Given instruction a: Reproduce the passage on the clear and hold strategy word for word, changing nothing.

= Clear and hold =

Counter-insurgency military strategy

Clear and hold is a counter-insurgency strategy in which military personnel clear an area of guerrillas or other insurgents, and then keep the area clear of insurgents while winning the support of the populace for the government and its policies. As defined by the United States Army, "clear and hold" contains three elements: civil-military operations, combat operations, and information warfare. Only highly strategic areas are initially chosen for "clear and hold" operations; once they are secure, the operation gradually spreads to less strategic areas until the desired geographic unit (county, province, or nation) is under control. Once an area has been cleared, local police (rather than military) authority is re-established, and government authority re-asserted.

==Development and critical elements==
The clear and hold strategy was first developed by Robert Thompson and the British Army during the Malayan Emergency, from 1948 to 1960. It was also widely employed by the British during the Mau Mau Uprising of 1952 to 1960. The strategy was also implemented by General Creighton Abrams, as part of the "pacification" effort conducted by the Republic of Vietnam and the US Army during the Vietnam War, at which time the strategy became widely known. Clear and hold has also been used as a counter-insurgency tactic in Algeria, Greece, the Philippines, and South Korea. The strategy was used extensively by the United States and its allies during the Iraq War.

Given instruction b: Set out lines of the records as a JSON list of strings, one string per line and blank lines omitted. Begin at the line of the records that has "Target: brown cow", and stop after the last line of the records.

Data supplied:
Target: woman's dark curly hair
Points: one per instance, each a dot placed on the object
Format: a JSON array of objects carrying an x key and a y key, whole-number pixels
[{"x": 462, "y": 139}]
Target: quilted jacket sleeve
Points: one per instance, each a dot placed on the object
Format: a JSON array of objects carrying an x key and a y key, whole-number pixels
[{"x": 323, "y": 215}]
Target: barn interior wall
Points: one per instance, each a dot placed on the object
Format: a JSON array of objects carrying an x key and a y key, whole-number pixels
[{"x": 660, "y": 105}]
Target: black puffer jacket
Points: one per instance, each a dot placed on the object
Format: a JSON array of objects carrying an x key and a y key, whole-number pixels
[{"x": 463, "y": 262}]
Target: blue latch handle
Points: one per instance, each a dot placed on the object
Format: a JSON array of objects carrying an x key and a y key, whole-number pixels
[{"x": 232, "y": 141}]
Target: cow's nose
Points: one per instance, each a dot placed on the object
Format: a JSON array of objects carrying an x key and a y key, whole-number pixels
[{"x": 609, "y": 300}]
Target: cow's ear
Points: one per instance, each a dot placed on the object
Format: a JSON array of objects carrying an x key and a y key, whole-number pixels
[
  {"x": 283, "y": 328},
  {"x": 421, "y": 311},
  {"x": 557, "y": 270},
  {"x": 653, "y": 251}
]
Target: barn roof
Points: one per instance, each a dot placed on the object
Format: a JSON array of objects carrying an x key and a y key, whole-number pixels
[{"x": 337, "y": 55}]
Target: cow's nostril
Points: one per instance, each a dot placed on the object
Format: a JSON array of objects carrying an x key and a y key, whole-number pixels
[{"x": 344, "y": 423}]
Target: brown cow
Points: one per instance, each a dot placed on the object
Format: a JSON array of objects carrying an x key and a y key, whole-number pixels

Correct response a:
= Clear and hold =

Counter-insurgency military strategy

Clear and hold is a counter-insurgency strategy in which military personnel clear an area of guerrillas or other insurgents, and then keep the area clear of insurgents while winning the support of the populace for the government and its policies. As defined by the United States Army, "clear and hold" contains three elements: civil-military operations, combat operations, and information warfare. Only highly strategic areas are initially chosen for "clear and hold" operations; once they are secure, the operation gradually spreads to less strategic areas until the desired geographic unit (county, province, or nation) is under control. Once an area has been cleared, local police (rather than military) authority is re-established, and government authority re-asserted.

==Development and critical elements==
The clear and hold strategy was first developed by Robert Thompson and the British Army during the Malayan Emergency, from 1948 to 1960. It was also widely employed by the British during the Mau Mau Uprising of 1952 to 1960. The strategy was also implemented by General Creighton Abrams, as part of the "pacification" effort conducted by the Republic of Vietnam and the US Army during the Vietnam War, at which time the strategy became widely known. Clear and hold has also been used as a counter-insurgency tactic in Algeria, Greece, the Philippines, and South Korea. The strategy was used extensively by the United States and its allies during the Iraq War.

Correct response b:
[
  "Target: brown cow",
  "Points: one per instance, each a dot placed on the object",
  "Format: a JSON array of objects carrying an x key and a y key, whole-number pixels"
]